◆ Source data:

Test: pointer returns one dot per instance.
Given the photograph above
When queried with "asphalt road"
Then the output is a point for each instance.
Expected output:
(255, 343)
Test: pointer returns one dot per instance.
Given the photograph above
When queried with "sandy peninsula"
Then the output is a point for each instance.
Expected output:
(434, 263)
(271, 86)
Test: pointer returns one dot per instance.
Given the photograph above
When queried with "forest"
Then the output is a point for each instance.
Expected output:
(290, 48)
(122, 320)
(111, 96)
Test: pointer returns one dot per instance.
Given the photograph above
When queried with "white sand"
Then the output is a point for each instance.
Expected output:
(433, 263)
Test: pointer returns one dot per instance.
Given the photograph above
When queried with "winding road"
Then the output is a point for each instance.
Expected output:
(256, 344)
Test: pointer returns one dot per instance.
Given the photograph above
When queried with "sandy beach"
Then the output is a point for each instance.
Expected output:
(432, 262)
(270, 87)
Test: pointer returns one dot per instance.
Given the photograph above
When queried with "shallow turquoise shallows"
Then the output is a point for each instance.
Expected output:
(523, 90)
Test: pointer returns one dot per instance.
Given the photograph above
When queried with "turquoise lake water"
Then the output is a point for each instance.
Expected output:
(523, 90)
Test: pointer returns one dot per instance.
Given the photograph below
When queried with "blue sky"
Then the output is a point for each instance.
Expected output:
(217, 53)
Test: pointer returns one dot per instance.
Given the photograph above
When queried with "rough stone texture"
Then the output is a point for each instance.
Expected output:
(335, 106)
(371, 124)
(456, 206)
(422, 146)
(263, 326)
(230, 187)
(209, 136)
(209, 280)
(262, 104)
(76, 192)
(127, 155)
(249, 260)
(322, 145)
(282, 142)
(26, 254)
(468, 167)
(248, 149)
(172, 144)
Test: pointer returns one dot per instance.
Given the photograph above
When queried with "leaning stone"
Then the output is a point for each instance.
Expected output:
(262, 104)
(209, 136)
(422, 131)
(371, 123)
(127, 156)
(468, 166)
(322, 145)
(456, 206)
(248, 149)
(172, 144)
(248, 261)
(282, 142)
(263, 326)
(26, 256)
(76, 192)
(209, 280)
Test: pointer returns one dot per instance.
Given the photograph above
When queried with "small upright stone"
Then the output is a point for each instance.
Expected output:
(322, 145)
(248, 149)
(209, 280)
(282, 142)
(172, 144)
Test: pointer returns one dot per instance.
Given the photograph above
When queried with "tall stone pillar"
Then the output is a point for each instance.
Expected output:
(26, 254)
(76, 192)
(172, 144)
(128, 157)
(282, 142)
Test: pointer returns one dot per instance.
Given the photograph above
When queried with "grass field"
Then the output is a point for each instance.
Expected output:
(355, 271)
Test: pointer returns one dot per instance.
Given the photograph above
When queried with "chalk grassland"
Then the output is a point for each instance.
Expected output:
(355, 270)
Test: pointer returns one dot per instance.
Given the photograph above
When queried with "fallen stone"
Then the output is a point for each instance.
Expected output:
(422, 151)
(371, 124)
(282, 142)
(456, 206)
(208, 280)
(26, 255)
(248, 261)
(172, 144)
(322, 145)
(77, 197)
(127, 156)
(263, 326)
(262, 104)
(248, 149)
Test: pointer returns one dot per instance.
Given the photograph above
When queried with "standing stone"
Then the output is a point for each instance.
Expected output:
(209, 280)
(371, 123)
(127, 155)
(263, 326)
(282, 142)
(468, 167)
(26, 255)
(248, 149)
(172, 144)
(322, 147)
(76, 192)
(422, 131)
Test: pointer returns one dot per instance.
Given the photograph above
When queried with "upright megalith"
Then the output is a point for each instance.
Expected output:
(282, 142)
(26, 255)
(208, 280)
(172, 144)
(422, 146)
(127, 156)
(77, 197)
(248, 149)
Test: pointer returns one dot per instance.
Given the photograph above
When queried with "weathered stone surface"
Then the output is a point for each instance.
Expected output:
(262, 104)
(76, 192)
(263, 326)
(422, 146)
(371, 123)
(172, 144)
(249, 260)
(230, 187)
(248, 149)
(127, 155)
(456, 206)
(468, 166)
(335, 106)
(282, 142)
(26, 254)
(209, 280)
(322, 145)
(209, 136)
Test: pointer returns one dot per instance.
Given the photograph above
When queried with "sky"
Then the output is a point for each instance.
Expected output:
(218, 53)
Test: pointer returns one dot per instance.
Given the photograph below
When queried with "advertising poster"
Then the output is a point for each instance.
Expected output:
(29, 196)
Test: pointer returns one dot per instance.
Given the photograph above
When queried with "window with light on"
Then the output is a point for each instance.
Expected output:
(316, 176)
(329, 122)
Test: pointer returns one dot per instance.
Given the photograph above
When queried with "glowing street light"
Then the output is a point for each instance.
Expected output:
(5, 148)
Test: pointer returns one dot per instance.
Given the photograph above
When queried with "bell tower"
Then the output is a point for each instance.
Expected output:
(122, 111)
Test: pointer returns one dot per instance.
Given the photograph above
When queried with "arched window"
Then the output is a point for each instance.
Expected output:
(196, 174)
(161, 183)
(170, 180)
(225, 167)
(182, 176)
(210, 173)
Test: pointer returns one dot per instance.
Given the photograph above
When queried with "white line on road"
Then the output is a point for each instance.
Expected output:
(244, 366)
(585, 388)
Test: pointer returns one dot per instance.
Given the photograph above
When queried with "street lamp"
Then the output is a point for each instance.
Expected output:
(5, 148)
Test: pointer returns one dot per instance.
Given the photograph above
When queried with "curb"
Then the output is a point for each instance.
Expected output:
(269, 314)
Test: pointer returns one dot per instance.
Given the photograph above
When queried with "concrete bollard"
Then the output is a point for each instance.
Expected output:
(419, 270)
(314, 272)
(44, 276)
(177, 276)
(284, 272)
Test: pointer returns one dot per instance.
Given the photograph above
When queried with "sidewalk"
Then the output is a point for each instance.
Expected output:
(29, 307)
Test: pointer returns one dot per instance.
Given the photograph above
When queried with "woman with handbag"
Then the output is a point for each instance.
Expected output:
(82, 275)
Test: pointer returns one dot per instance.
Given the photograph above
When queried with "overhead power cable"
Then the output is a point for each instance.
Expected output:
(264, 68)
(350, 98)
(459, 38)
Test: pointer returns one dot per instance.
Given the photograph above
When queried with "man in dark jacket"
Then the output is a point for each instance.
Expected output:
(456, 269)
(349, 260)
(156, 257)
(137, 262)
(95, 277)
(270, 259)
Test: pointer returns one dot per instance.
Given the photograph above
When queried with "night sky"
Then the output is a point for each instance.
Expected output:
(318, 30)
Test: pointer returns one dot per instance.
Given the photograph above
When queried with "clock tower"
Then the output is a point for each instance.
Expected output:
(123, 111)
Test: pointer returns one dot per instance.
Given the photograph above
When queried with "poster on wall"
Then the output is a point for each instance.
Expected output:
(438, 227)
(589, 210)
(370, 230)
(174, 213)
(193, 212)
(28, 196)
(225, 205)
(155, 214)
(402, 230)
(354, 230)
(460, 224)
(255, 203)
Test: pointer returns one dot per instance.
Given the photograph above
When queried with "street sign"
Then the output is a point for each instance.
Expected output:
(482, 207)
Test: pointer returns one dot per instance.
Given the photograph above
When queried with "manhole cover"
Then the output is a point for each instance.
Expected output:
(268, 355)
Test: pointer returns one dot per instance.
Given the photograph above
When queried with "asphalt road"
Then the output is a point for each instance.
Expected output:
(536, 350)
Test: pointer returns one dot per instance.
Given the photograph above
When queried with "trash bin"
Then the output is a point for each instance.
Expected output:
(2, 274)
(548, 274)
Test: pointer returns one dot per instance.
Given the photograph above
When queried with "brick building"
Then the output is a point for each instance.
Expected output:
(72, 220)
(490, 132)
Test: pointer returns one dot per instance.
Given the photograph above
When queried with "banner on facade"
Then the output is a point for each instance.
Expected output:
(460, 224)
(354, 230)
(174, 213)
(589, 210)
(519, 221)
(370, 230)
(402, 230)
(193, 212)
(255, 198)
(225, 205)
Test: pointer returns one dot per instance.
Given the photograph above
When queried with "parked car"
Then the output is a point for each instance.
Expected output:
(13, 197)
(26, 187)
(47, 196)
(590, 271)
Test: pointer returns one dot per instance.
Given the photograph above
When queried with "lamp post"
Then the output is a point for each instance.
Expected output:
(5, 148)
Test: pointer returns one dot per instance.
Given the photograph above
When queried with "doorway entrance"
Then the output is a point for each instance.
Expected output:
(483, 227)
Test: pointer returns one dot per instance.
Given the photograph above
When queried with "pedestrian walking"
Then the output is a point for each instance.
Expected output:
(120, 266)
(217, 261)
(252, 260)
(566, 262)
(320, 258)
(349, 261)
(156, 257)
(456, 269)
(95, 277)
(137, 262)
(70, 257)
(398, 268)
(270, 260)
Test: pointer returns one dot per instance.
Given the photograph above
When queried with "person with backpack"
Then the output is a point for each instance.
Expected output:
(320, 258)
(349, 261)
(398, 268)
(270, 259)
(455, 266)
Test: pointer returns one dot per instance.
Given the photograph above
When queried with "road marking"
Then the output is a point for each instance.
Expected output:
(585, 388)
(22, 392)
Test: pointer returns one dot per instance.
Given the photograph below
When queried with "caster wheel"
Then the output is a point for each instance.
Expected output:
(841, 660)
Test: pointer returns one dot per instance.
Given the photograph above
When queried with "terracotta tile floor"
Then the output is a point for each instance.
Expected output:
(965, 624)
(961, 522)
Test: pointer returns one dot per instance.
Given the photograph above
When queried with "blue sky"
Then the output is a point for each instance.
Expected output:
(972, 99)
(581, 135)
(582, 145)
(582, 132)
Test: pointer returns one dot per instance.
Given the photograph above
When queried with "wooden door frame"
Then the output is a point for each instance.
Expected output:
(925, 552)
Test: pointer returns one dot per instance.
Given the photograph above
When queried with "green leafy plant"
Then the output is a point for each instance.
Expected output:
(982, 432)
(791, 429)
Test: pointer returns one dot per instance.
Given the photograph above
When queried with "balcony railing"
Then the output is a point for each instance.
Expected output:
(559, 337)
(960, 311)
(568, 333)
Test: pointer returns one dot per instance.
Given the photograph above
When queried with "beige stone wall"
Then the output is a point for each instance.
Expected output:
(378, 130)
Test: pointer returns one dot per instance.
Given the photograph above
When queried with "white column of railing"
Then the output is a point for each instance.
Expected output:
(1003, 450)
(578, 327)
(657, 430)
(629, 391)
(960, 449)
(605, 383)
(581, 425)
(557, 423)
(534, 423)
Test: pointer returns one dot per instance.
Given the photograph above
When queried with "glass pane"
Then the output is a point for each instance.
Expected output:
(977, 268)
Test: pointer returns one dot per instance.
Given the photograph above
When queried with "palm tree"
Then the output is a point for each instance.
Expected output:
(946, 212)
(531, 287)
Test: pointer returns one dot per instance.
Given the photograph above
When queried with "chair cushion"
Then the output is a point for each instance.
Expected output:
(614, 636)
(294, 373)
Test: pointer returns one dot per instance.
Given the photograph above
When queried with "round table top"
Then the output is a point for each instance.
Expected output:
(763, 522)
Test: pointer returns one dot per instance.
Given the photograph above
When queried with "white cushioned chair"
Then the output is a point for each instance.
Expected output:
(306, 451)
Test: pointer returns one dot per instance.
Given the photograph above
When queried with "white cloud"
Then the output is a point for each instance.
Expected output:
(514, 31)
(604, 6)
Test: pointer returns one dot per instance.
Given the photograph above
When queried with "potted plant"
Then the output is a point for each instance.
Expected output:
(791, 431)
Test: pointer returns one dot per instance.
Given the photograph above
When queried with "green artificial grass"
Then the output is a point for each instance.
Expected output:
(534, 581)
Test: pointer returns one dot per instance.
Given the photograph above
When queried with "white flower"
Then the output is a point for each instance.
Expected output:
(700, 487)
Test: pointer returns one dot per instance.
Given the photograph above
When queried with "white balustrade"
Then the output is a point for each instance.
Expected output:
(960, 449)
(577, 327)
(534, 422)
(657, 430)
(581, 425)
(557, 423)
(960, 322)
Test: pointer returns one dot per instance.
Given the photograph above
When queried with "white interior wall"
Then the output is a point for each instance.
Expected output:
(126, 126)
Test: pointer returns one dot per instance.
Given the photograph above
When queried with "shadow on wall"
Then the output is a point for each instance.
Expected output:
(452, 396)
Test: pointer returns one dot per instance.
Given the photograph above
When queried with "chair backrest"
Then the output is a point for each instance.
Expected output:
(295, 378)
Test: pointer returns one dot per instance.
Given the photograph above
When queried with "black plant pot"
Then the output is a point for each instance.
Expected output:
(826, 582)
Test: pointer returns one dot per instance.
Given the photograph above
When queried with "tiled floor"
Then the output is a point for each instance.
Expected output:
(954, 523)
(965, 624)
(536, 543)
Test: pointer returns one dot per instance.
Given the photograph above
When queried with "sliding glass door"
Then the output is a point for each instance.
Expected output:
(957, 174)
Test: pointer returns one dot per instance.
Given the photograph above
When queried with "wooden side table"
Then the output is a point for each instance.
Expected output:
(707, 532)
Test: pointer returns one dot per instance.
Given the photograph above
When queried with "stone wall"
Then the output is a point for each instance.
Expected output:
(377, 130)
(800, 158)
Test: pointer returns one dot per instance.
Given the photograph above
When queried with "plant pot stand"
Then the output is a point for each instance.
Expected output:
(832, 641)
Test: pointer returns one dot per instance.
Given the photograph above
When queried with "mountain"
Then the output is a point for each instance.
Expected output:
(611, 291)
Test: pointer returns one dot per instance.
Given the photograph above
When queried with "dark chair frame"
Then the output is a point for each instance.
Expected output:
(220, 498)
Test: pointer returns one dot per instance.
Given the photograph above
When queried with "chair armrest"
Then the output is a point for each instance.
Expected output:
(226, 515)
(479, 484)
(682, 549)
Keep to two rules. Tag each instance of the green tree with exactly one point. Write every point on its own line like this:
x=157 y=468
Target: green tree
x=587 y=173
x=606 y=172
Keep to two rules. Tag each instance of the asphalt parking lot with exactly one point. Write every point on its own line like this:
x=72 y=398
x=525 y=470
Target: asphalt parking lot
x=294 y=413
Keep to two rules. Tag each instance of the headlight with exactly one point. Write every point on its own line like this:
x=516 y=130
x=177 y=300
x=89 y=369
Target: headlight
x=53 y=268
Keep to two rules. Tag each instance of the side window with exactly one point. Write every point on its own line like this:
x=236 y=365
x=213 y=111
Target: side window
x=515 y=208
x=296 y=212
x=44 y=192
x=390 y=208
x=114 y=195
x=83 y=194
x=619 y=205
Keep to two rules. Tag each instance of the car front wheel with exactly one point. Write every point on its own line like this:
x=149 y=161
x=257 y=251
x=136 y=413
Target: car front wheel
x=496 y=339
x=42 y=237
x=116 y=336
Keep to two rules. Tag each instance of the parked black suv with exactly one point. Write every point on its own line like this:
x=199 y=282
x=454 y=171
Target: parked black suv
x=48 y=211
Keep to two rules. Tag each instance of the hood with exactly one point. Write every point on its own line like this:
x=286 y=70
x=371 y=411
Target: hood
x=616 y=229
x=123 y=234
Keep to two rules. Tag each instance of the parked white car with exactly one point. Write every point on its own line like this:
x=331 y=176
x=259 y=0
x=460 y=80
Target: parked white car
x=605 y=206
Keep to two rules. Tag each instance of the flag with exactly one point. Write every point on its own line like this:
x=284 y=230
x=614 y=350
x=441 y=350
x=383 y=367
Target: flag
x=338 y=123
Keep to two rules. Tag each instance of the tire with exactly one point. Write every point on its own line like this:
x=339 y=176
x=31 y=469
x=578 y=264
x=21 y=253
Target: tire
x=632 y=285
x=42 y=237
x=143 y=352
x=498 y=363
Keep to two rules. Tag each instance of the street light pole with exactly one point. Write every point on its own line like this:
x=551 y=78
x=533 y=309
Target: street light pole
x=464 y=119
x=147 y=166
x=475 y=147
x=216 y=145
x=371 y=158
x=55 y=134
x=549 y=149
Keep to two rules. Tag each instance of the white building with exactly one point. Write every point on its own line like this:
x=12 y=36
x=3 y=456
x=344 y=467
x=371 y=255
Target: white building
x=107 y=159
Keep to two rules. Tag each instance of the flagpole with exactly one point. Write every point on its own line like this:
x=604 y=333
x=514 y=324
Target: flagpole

◆ Problem to work on:
For each line in the data that holds the word "wall", copy the line.

◆ Solution to the exercise:
When queried with "poster on wall"
When queried with "beige stone wall"
When queried with "white interior wall"
When queried with "shadow on wall"
When queried with "stone wall"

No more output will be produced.